### Exercise directions:
Only lines containing the string "below" belong in the answer; find them in the records and copy them.

### Natural language region descriptions:
┌────────

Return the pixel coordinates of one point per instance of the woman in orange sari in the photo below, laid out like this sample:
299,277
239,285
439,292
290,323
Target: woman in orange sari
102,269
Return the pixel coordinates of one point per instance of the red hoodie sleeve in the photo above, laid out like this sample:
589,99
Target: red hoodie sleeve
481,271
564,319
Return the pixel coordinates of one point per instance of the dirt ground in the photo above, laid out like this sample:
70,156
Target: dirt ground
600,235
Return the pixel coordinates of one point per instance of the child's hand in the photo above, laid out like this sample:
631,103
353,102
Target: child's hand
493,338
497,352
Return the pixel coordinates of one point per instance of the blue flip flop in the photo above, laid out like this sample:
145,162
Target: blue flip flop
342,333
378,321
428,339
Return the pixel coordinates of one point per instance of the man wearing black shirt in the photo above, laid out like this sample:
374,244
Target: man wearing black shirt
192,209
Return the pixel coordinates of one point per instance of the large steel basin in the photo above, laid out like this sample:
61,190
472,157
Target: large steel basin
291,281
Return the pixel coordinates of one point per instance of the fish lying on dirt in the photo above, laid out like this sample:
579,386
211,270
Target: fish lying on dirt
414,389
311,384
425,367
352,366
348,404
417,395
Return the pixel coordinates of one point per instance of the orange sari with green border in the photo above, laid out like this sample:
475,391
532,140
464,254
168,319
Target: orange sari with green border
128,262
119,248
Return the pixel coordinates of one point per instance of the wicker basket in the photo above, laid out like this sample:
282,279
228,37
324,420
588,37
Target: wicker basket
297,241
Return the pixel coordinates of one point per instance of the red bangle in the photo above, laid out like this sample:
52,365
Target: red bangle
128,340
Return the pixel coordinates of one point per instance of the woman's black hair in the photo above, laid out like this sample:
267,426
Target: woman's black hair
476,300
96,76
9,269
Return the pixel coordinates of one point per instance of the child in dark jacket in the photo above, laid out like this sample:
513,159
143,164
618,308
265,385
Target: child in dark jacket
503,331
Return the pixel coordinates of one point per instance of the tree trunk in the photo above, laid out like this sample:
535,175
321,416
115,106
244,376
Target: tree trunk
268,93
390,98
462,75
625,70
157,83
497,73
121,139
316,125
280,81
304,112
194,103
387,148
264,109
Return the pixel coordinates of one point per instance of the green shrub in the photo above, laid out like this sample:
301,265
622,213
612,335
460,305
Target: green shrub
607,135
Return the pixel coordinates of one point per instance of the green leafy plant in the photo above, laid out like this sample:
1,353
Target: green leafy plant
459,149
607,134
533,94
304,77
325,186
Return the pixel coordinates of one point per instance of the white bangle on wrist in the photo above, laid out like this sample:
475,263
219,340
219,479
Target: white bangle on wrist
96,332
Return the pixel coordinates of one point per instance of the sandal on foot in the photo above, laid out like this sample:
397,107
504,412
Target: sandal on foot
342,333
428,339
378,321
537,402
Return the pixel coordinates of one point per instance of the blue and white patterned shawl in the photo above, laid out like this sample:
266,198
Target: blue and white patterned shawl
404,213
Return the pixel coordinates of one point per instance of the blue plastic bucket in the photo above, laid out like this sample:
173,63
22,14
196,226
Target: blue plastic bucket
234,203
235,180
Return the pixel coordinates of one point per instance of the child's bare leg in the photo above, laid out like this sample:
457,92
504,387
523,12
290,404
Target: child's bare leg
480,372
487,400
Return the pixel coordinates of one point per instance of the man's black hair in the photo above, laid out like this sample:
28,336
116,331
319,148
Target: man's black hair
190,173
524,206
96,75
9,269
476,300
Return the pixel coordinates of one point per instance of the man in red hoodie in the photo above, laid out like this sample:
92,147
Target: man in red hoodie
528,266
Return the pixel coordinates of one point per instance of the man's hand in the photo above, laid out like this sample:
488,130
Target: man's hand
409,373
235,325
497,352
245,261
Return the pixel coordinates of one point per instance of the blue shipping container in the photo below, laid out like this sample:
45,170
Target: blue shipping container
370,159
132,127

└────────
┌────────

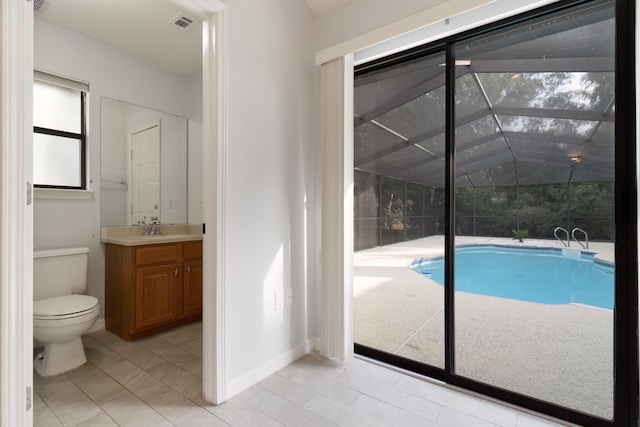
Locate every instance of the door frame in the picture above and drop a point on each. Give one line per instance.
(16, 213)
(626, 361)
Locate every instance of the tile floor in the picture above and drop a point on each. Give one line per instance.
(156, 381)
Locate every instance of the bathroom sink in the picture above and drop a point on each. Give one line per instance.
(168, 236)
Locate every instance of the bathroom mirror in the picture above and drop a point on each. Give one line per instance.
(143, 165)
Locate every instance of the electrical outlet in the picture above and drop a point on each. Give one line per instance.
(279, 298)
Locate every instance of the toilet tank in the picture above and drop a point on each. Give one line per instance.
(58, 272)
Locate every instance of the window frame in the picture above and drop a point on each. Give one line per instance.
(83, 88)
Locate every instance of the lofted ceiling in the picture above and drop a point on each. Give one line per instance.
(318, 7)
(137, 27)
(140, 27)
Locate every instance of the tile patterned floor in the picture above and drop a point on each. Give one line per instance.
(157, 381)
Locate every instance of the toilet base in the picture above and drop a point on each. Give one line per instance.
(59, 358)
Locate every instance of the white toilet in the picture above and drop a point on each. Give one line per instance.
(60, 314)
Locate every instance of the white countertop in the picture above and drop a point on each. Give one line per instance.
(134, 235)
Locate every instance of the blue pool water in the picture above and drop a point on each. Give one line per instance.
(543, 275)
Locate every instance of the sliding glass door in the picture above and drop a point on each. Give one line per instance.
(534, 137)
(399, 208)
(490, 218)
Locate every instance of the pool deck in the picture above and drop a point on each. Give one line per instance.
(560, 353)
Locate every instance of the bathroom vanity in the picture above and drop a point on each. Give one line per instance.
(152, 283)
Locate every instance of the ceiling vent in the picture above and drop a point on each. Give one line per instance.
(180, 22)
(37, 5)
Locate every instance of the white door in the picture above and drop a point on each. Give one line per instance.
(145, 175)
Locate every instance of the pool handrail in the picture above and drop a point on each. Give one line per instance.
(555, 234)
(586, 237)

└────────

### Exercise response:
Return the pixel coordinates of one point per instance of the woman in orange sari in the photo below, laid out like this sample:
Return the pixel coordinates of one point per instance of the blue shipping container in the photo below, laid out like this sample:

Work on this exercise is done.